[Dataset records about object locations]
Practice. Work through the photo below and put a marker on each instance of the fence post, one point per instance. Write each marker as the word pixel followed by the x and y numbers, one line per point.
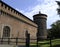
pixel 2 41
pixel 16 40
pixel 27 39
pixel 8 40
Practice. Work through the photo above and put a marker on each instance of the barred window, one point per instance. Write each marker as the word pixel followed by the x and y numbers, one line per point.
pixel 6 31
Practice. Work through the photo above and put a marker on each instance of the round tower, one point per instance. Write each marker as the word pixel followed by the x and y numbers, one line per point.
pixel 40 20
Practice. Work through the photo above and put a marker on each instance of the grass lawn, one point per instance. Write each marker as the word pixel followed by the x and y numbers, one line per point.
pixel 46 43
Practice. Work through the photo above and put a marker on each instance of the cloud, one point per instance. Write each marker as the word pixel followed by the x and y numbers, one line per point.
pixel 47 7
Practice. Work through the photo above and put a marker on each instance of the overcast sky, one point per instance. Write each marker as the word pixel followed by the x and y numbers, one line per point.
pixel 32 7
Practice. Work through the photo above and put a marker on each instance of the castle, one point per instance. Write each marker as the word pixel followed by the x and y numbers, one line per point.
pixel 15 24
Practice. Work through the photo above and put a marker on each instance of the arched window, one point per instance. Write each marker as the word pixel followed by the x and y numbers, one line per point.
pixel 6 31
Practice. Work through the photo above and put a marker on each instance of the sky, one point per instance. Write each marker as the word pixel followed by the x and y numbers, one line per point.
pixel 32 7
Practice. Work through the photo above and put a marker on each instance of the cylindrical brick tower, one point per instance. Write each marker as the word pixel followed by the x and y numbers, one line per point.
pixel 40 20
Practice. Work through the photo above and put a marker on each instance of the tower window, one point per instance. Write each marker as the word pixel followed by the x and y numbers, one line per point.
pixel 6 31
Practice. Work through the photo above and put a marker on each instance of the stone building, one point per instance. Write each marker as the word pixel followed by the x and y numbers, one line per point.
pixel 14 24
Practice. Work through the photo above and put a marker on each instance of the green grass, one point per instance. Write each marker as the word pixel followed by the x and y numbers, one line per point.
pixel 46 43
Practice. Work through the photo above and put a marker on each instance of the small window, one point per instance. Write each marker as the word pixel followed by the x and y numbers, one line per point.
pixel 6 31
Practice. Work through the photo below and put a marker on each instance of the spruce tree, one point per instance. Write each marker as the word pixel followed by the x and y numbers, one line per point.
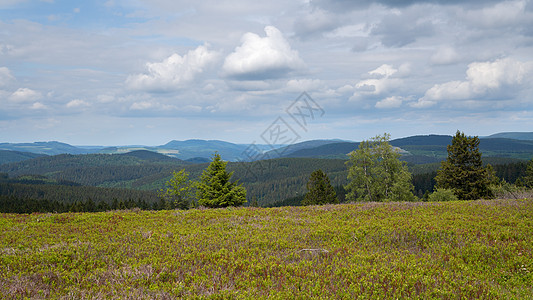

◆ **TASK**: Reproduce verbatim the lines of the records starting at the line that contains "of the stone" and ending at the end of the records, both ends included. Omit the pictures from your answer.

◆ **WRITTEN SOLUTION**:
Practice. Work through the photo above and put a marker on each instance of the stone building, one point per instance. Write each marker as the word pixel followed by the x and y numbers, one line per point.
pixel 14 24
Practice. Work through the photo above and put a marker on each instance of the green grass, one point per instance. Write each marker as the word pixel followed by the x and y numbers, one line per point.
pixel 46 43
Practice. Work through the photo above and put a marker on each instance of the small window, one point per instance. Write each marker as the word pixel followed by the x and y numbers, one line per point.
pixel 6 31
Practice. Work through the photo below and put a marker on each instance of the spruce tree, one point per instance. Write each marker as the word pixel followed by the x and y numbers, one line per point.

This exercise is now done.